■ EXERCISE ■
Quote precisely the final stretch of the listing: start at the line containing "Each instance receives one keypoint. Mark the wet" and stop after the last line.

[START]

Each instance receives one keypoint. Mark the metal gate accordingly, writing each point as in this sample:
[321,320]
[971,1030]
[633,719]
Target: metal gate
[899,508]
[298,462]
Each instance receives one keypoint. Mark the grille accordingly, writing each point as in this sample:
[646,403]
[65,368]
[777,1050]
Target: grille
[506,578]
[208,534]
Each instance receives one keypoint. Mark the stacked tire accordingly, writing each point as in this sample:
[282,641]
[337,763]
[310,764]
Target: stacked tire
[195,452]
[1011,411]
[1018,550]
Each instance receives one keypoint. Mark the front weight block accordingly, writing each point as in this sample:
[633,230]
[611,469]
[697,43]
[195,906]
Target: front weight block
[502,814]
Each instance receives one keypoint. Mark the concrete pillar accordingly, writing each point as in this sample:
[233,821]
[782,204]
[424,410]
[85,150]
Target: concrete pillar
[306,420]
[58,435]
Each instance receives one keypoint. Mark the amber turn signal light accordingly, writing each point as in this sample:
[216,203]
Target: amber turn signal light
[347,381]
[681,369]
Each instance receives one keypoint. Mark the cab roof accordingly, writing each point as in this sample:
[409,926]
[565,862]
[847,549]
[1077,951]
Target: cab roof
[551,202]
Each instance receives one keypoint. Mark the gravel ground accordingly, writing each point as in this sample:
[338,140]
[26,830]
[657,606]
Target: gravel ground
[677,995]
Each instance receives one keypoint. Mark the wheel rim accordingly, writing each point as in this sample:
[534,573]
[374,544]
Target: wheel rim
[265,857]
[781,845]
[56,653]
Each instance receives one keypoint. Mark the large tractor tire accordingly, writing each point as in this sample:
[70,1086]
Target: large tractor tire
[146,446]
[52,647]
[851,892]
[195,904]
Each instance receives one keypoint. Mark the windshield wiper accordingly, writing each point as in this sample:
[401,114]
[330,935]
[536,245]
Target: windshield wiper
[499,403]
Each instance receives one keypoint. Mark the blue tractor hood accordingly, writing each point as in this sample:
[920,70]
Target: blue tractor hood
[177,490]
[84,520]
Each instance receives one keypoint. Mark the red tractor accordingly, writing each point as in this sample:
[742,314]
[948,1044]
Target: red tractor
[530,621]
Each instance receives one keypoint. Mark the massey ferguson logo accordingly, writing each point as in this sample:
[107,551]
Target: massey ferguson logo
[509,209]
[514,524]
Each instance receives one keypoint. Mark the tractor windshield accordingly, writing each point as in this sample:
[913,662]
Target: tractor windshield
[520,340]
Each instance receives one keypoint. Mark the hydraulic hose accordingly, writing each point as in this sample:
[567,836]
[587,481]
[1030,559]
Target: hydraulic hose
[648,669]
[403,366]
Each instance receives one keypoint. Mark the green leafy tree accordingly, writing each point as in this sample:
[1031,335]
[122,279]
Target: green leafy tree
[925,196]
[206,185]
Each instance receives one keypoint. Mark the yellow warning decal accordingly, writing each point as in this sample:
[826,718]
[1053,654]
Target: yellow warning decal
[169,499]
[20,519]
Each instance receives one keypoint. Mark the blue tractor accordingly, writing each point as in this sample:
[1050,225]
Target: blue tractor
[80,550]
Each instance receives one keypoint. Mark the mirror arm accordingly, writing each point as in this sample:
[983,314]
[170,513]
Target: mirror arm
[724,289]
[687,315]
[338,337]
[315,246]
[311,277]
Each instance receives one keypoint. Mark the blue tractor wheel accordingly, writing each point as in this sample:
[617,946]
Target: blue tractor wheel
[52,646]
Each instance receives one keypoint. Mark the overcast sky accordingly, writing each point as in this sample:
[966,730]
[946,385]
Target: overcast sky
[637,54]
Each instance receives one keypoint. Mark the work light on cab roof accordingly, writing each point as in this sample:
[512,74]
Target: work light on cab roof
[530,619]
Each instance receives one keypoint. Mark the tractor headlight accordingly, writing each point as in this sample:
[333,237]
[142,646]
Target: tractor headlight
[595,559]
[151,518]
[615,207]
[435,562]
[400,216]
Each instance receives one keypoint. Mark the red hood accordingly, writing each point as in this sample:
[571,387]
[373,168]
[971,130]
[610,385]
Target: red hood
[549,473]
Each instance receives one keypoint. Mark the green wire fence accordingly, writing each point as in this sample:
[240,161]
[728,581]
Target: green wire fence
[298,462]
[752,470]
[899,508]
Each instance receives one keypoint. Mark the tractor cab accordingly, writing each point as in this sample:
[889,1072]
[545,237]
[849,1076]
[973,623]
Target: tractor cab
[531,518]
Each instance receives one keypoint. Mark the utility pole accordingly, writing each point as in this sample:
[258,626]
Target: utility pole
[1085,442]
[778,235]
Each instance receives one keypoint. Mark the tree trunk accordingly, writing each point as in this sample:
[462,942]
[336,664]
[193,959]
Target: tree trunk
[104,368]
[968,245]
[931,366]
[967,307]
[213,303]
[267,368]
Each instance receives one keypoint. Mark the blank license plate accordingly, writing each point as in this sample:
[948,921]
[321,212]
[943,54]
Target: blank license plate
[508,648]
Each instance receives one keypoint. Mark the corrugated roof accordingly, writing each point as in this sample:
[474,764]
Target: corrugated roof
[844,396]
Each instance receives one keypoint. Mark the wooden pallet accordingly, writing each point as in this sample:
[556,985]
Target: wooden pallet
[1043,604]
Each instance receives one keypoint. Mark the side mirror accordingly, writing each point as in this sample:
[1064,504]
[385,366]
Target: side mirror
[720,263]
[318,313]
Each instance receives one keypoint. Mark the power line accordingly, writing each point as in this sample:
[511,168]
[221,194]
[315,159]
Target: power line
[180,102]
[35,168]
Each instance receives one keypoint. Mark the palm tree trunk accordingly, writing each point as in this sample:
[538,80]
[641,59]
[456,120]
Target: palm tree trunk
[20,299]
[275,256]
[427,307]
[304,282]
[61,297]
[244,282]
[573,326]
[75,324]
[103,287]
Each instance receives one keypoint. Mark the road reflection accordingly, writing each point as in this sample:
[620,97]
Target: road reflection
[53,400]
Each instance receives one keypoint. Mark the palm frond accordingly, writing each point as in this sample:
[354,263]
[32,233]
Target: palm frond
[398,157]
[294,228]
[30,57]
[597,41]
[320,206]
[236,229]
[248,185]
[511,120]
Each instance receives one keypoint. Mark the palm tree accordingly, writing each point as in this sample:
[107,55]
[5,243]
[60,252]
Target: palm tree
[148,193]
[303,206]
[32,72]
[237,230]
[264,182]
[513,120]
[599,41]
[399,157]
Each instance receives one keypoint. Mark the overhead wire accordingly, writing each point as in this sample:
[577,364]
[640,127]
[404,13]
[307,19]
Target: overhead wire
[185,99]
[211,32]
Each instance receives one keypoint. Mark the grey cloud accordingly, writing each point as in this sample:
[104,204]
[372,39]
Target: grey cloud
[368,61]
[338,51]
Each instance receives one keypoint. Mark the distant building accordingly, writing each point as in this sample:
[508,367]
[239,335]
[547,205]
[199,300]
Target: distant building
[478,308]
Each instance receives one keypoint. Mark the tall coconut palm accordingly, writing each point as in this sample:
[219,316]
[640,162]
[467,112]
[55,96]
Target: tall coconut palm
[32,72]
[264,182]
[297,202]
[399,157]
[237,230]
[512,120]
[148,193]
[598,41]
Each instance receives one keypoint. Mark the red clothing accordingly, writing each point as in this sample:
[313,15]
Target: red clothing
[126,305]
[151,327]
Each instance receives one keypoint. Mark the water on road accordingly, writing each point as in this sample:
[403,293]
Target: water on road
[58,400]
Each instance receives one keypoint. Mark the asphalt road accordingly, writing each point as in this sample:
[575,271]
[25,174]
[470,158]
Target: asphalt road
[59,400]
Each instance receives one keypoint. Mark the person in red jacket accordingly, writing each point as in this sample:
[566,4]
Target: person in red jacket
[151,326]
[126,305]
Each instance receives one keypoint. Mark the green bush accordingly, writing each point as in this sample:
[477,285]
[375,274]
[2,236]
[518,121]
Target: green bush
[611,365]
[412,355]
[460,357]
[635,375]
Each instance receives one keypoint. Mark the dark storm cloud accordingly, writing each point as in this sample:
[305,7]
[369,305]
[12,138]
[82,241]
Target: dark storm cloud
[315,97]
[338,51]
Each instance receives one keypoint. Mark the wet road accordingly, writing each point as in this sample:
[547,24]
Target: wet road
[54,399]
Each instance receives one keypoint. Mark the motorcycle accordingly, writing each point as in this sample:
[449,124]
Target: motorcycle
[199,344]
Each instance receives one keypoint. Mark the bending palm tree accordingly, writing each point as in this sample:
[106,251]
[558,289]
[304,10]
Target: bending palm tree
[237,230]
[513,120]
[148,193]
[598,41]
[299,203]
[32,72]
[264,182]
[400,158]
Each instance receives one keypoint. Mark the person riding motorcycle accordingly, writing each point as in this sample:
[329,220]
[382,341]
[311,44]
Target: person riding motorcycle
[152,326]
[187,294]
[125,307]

[END]

■ RESPONSE FOR THIS EXERCISE ■
Each instance receives one keypoint. Mark the wet road accordingly, writing each point as in this sample:
[547,24]
Target: wet road
[54,399]
Each instance receives one keypoint. Mark the motorcycle accordingly, writing each point as in this sample:
[449,124]
Target: motorcycle
[199,344]
Each instance receives one keypoint. Mark the bending palm tree accordingly, writing each point as in this sample:
[106,251]
[558,289]
[304,10]
Target: bending palm tree
[237,230]
[513,120]
[148,193]
[598,41]
[299,203]
[32,72]
[264,182]
[400,158]
Each instance receives one keypoint. Mark the person riding motorcycle accordingly, writing each point as in this sample:
[329,220]
[382,341]
[311,44]
Target: person riding motorcycle
[152,326]
[187,294]
[125,307]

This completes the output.